La ri-elezione farsa di Lukashenko
Alexander Lukashenko è stato rieletto per la settima volta consecutiva a capo del Paese. Governa dal 1994
La ri-elezione farsa di Lukashenko
Alexander Lukashenko è stato rieletto per la settima volta consecutiva a capo del Paese. Governa dal 1994
La ri-elezione farsa di Lukashenko
Alexander Lukashenko è stato rieletto per la settima volta consecutiva a capo del Paese. Governa dal 1994
Alexander Lukashenko è stato rieletto per la settima volta consecutiva a capo del Paese. Governa dal 1994
Mosca – L’agenzia di stampa ufficiale bielorussa “SB News” ha definito le elezioni presidenziali, tenutesi ieri a Minsk, le “più tranquille della storia del Paese”. Alexander Lukashenko è stato rieletto per la settima volta consecutiva a capo del Paese. “Batko” (“il Padre Padrone”), come lo chiamano i suoi sostenitori, governa il piccolo stato ex-sovietico con il pugno di ferro dal 1994. Grazie soprattutto al controllo sistematico dei cittadini attraverso l’onnipresente polizia segreta e il KGB. La Commissione elettorale lo ha dichiarato vincitore con l’86,8% dei voti. Agli altri 4 candidati che facevano da contorno al plebiscito sono andate solo le briciole. Dopo “Lukha” il più votato è stato il candidato comunista Andrey Syrankov, che ha raggranellato il 3,2%. Massiccia anche la partecipazione al voto, che ha superato l’85%.
Un’elezione-farsa, non riconosciuta dall’Unione Europea, la quale non si era “meritata” neppure di mandare nella capitale bielorussa i propri osservatori. La leader dell’opposizione democratica, Svetlana Tichanovskaya, vive da anni in esilio in Lituania. Ha affermato che «i bielorussi si meriterebbero di meglio”, ricordando “che la campagna elettorale si è svolta mentre migliaia di persone languono nelle carceri del regime solo per le loro idee. Mentre altre centinaia di migliaia hanno scelto la via dell’esilio». Vladimir Putin è stato il primo a congratularsi con Lukashenko per la sua rielezione. Seguito dopo alcune ore da Xi Jinping e dal presidente nordcoreano Kim Jong-un.
Il capo dello Stato russo ha affermato che «la convincente vittoria di Lukashenko alle elezioni dimostra chiaramente la sua alta autorità politica. Nonché l’indubbio sostegno della popolazione al corso statale seguito dalla Bielorussia». Putin ha osservato che i due Paesi sono riusciti di recente a fare molto per rafforzare i legami di amicizia tra Mosca e Minsk.

Voci archiviate:
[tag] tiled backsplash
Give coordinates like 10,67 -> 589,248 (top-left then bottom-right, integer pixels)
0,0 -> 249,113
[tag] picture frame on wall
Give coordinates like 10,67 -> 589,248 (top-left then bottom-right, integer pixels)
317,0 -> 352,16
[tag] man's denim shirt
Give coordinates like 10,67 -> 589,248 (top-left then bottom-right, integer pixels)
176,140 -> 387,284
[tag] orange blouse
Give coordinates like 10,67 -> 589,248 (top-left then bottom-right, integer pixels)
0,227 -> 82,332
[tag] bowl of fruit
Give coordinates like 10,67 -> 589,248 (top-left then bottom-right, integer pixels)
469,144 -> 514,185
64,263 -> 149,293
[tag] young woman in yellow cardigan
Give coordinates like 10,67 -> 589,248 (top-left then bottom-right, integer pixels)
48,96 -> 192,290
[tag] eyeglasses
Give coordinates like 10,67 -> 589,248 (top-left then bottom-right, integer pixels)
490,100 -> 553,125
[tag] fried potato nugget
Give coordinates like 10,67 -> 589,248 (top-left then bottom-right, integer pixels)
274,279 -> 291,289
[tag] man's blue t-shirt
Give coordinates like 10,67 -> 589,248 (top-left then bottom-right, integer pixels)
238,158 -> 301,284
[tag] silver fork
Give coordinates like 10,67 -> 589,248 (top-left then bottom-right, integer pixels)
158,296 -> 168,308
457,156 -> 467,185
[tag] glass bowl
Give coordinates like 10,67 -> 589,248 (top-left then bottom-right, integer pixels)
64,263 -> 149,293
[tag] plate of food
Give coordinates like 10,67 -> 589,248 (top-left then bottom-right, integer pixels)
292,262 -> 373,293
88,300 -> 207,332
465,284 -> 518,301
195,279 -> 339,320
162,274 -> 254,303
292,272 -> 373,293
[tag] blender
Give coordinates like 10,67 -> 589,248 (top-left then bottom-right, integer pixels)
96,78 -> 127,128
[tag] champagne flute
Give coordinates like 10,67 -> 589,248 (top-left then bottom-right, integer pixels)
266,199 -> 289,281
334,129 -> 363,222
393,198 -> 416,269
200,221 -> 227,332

Scopo dell'esercizio:
Prosegua l'articolo sulla rielezione di Lukashenko, riprendendolo subito dopo la sua ultima frase. Le voci costituiscono materiale a sé, distinto dall'articolo.

Risposta al compito:
«E, naturalmente, continueremo a lavorare a stretto contatto per sviluppare ulteriormente la multiforme cooperazione russo-bielorussa. Migliorare l’efficacia delle istituzioni statali dell’Unione. E promuovere processi di integrazione reciprocamente vantaggiosi nello spazio eurasiatico», si legge ancora nel testo diffuso dal Cremlino.
Ci sarebbe da sorridere sulle manie di questi due dittatori, se la Bielorussia non fosse diventata dopo l’inizio dell’invasione dell’Ucraina una forza potenzialmente nucleare. Pronta a installare a pochi chilometri dalla frontiera polacca missili balistici russi. La Bielorussia, pur non avendo partecipato direttamente all’aggressione russa del 2022, ha garantito durante gli ultimi tre anni le basi logistiche e militari per la guerra del Cremlino.
Cinque anni fa nel Paese si tennero le ultime elezioni concorrenziali. In quell’occasione, di fronte alle proteste pacifiche di milioni di persone che durarono più di un mese per i brogli “sudamericani” di cui il potere si macchiò per mantenere al potere Lukashenko, morirono 10 manifestanti. Furono arrestate molte migliaia di persone. E si assistette nelle caserme a torture che ricordarono all’opinione pubblica il Cile del 1973.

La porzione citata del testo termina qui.